• Zitierter Text:
++++++++

Wo im Altkreis Kamenz leben derzeit Wölfe?

Als sicher gilt die Existenz eines Wolfsrudels in der Königsbrücker Heide. Im Frühjahr 2011 war dort ein ausgewachsenes Tier in eine Fotofalle getappt. Das Königsbrücker gilt als das bislang westlichste Rudel in Sachsen. Die meisten Wölfe leben nach wie vor in Ostsachsen, einige inzwischen auch in der Sächsischen Schweiz.

Gab es Wolfsrisse im Kamenzer Land?

Aus der Region um Kamenz wurde im Herbst 2011 ein Wolfsriss in Reichenau bekannt. Schon mehrere gab es im Großenhainer Land. Dokumentiert werden Wolfsrisse – ebenso wie Sichtungen der Tiere – vom Kontaktbüro Wolfsregion Lausitz. Die Mitarbeiter informieren außerdem in Vorträgen über die Tiere – so wie jetzt in Laußnitz auf Initiative der Westlausitzer Regionalgruppe der Initiative Gesunde Zukunft / BUND.

Wie gefährlich ist der Wolf für den Menschen?

Mensch und Wolf können miteinander leben. Da sind sich die Experten einig. Gesunde Wölfe sind scheu. Kranke Wölfe, die etwa trotz Schutzmaßnahmen immer wieder Haustiere töten oder auffällig wenig Scheu vor Menschen zeigen, können getötet werden – trotz der ansonsten im Jagdgesetz verankerten, ganzjährigen Schonung der Wölfe. Wer in einer Wolfsregion – und zu der zählt der Landkreis – lebt, kann durchaus einem Wolf begegnen. Bei einer Umfrage gab jetzt etwa ein Viertel der Vortragsgäste in der Heide an, schon einmal eines der Tiere gesehen zu haben. Die Experten raten für diesen Fall: Ruhig bleiben. Wer mit einem Hund unterwegs ist, sollte ihn anleinen. Und: Wer einen Wolf sieht, sollte das Kontaktbüro darüber informieren. Das sogenannte Monitoring – also die Erfassung des Tierbestandes – ist wichtig für den künftigen Umgang mit dem Wolf.

++++++++

• Aufgabe A: Gib aus dem Text über die Wölfe im Kamenzer Land einen Abschnitt wortgetreu wieder. Setze bei den Worten „Als sicher gilt“ ein und endet nach „für den Menschen?“.
• Aufgabe B: Gib die Einträge von der Zeile mit „target | blue wrist band“ bis einschließlich zum Ende der Einträge als JSON-Liste von Zeichenketten aus, je Zeile eine, ohne Leerzeilen. Lass die Bilder dabei weg.

++++++++

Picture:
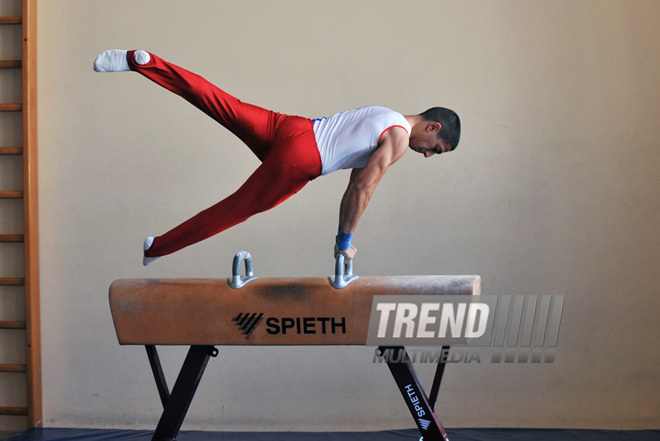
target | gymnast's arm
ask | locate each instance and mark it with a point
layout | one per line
(393, 144)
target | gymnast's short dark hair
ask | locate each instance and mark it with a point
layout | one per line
(451, 124)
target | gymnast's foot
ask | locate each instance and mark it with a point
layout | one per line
(146, 261)
(114, 60)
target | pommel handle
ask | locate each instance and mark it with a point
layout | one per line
(343, 273)
(238, 281)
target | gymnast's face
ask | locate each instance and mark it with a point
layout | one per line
(426, 141)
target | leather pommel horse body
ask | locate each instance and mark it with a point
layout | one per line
(203, 313)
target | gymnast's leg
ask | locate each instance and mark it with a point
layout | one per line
(252, 124)
(285, 144)
(290, 165)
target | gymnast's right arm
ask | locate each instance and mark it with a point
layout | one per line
(363, 182)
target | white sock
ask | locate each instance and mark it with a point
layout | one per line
(146, 261)
(113, 60)
(142, 57)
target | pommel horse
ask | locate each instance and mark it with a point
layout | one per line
(246, 310)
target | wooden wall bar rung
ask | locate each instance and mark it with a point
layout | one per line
(12, 324)
(11, 107)
(12, 281)
(11, 150)
(11, 194)
(10, 64)
(11, 20)
(13, 368)
(15, 238)
(13, 411)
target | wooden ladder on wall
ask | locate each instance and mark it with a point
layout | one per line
(20, 347)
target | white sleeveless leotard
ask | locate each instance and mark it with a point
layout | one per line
(348, 139)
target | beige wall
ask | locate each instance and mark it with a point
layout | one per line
(554, 190)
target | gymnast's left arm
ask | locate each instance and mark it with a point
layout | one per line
(363, 182)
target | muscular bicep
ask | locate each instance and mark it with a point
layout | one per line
(393, 145)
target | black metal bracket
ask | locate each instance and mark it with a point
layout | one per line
(176, 403)
(421, 406)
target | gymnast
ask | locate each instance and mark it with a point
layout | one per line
(293, 150)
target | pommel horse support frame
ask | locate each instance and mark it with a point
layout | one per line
(203, 313)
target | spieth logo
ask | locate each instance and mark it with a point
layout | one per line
(247, 322)
(424, 423)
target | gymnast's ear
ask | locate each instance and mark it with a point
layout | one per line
(433, 127)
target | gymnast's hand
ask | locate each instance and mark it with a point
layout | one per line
(349, 254)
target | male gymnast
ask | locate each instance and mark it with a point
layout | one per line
(293, 150)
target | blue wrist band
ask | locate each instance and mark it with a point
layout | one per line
(344, 240)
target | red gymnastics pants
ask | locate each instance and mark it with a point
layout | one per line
(285, 144)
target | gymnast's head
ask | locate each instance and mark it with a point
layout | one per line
(435, 131)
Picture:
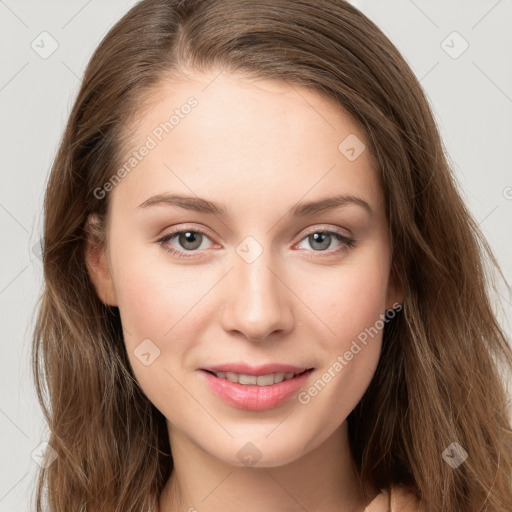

++++++++

• Antwort A:
Als sicher gilt die Existenz eines Wolfsrudels in der Königsbrücker Heide. Im Frühjahr 2011 war dort ein ausgewachsenes Tier in eine Fotofalle getappt. Das Königsbrücker gilt als das bislang westlichste Rudel in Sachsen. Die meisten Wölfe leben nach wie vor in Ostsachsen, einige inzwischen auch in der Sächsischen Schweiz.

Gab es Wolfsrisse im Kamenzer Land?

Aus der Region um Kamenz wurde im Herbst 2011 ein Wolfsriss in Reichenau bekannt. Schon mehrere gab es im Großenhainer Land. Dokumentiert werden Wolfsrisse – ebenso wie Sichtungen der Tiere – vom Kontaktbüro Wolfsregion Lausitz. Die Mitarbeiter informieren außerdem in Vorträgen über die Tiere – so wie jetzt in Laußnitz auf Initiative der Westlausitzer Regionalgruppe der Initiative Gesunde Zukunft / BUND.

Wie gefährlich ist der Wolf für den Menschen?

• Antwort B:
[
  "target | blue wrist band",
  "ask | locate each instance and mark it with a point",
  "layout | one per line",
  "(344, 240)",
  "target | red gymnastics pants",
  "ask | locate each instance and mark it with a point",
  "layout | one per line",
  "(285, 144)",
  "target | gymnast's head",
  "ask | locate each instance and mark it with a point",
  "layout | one per line",
  "(435, 131)",
  "Picture:"
]